#### What to do
Reproduce, word for word, the part of the listing below that opens with the line containing "Where can the glass" and continues through the final line of the listing, including both the opening and closing lines.

#### Given data

* START *

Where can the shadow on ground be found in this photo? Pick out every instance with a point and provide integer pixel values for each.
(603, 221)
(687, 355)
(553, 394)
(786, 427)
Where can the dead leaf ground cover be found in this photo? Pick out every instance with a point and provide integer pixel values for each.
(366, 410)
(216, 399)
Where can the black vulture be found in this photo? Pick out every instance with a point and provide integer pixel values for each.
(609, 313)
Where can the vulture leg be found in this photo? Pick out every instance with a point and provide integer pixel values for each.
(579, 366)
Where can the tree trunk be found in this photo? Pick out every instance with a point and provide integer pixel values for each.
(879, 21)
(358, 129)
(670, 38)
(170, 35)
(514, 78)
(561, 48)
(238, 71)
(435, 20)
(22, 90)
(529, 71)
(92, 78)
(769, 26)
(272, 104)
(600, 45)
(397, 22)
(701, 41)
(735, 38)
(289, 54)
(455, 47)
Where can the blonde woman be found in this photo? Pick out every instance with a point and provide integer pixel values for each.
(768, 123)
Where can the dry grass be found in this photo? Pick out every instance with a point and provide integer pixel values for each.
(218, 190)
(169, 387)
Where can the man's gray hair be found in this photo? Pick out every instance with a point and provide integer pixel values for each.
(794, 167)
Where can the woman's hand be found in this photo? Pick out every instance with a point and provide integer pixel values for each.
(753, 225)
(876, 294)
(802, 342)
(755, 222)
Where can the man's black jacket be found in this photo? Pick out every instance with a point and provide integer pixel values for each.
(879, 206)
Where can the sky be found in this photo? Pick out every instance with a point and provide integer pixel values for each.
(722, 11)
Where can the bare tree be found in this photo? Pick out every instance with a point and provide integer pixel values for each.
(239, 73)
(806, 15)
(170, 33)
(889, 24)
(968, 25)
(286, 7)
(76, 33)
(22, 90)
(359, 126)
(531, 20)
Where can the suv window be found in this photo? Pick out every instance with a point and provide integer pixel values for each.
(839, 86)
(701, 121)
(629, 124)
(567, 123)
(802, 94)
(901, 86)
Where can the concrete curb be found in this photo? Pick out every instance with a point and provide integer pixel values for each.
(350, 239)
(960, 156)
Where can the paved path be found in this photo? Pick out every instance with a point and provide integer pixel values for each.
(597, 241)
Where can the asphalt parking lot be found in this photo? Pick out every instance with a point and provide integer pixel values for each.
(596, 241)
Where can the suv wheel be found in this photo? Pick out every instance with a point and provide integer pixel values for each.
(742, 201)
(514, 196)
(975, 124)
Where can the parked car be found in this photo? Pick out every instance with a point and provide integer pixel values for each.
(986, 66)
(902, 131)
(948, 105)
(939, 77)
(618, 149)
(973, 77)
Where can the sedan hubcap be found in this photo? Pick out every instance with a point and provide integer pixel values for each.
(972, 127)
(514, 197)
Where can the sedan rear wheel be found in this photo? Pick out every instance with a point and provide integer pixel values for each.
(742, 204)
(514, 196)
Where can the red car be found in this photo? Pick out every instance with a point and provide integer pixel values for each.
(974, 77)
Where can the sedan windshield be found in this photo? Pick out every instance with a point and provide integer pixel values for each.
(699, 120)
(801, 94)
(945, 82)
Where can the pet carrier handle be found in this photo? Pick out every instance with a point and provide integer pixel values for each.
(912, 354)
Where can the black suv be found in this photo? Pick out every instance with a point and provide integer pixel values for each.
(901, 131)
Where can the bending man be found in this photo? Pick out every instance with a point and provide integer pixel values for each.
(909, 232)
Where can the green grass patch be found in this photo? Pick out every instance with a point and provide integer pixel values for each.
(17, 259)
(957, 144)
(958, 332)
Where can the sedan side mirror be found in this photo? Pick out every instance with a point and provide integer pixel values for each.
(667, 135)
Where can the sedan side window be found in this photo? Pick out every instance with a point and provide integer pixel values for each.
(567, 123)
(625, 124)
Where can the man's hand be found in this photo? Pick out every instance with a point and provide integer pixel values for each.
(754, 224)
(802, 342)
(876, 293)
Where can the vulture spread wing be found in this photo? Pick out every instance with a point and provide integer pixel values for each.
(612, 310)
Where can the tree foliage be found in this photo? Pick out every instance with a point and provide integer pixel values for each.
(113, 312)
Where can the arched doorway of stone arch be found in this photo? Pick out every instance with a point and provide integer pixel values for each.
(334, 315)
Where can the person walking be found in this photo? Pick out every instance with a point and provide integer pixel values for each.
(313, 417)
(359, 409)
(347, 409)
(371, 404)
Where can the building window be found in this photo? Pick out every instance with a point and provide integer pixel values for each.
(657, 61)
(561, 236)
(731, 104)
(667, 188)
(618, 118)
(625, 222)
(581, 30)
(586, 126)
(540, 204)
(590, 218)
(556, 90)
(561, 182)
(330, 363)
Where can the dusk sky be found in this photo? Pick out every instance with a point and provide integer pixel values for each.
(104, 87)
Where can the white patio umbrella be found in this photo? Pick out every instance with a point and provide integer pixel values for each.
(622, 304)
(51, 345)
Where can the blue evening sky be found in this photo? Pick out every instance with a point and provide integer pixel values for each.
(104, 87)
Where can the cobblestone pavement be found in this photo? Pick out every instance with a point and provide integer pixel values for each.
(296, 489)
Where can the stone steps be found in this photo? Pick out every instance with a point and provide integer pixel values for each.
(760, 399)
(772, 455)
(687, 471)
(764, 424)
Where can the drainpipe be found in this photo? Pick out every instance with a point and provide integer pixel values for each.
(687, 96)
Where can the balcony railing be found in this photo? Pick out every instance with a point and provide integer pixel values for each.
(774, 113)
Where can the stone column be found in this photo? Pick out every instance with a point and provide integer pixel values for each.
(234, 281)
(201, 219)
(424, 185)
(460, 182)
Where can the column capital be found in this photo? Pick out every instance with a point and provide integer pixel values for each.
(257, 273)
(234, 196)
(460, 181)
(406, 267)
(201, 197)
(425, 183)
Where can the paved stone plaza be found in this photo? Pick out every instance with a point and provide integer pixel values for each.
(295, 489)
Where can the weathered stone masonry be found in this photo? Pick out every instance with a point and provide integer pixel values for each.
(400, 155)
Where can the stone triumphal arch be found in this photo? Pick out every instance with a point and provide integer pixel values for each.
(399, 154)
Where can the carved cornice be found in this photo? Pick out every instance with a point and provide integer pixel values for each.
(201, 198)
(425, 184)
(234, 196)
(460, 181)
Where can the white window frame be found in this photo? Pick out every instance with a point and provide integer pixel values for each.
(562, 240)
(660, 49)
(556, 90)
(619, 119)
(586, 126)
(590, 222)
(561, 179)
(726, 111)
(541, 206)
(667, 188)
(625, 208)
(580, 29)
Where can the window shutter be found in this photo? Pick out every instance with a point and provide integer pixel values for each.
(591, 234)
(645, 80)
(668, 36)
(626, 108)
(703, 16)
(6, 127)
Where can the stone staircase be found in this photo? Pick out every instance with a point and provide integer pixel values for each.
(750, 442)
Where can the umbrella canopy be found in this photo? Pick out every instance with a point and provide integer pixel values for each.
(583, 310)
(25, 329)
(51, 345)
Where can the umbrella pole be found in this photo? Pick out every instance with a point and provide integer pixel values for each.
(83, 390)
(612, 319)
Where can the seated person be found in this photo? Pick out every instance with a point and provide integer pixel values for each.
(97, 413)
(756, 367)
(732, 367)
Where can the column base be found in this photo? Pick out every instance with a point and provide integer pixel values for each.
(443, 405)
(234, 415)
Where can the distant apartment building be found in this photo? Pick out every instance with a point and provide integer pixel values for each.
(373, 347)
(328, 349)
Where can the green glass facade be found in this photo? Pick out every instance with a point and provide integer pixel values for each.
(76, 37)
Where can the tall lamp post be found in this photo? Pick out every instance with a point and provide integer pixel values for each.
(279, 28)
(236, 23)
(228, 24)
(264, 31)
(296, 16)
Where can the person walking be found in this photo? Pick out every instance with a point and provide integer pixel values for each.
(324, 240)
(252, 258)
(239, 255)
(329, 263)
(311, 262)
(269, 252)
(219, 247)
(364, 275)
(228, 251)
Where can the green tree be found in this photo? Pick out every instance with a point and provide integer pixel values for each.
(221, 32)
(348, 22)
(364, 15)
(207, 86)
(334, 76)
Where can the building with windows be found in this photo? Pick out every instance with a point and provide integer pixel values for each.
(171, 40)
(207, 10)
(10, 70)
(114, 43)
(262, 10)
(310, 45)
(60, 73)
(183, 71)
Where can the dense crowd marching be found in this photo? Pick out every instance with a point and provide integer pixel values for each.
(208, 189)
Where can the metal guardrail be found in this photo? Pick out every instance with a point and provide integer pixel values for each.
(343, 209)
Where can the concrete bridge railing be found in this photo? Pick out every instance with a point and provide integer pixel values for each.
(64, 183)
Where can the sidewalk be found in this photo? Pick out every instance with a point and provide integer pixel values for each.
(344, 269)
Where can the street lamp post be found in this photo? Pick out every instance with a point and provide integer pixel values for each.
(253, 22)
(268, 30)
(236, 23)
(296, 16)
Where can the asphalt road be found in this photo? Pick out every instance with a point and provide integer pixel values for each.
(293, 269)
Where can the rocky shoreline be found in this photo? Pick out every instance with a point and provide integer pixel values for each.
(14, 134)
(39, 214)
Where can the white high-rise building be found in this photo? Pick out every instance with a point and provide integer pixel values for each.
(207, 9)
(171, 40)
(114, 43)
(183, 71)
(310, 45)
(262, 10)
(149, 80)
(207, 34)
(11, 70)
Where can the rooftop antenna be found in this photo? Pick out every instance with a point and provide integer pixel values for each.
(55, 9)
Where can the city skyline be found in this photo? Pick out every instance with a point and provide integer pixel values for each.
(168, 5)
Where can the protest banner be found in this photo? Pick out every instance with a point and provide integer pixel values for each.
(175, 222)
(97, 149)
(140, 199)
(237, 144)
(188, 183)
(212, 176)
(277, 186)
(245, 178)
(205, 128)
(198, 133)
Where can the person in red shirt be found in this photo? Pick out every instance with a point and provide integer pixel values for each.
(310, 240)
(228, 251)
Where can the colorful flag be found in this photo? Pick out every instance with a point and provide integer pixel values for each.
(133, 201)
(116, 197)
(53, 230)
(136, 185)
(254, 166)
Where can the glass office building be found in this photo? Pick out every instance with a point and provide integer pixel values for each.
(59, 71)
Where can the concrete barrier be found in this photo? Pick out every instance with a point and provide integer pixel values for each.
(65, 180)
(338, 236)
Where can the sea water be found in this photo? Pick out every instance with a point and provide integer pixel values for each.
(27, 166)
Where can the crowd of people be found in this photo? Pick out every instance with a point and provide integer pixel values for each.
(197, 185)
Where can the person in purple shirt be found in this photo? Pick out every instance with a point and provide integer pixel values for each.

* END *

#### Completed task
Where can the glass office building be found in this photo? Pick out every instance with a point and provide integer pixel values for each.
(59, 71)
Where can the concrete barrier be found in this photo? Pick out every instance with a point and provide integer pixel values for each.
(65, 180)
(338, 236)
Where can the sea water be found in this photo? Pick out every instance with a point and provide integer pixel values for each.
(27, 166)
Where can the crowd of people be found in this photo? Pick out every instance with a point and provide integer pixel values for each.
(197, 185)
Where can the person in purple shirt be found in this photo? Pick out every instance with a point and provide integer pixel values for each.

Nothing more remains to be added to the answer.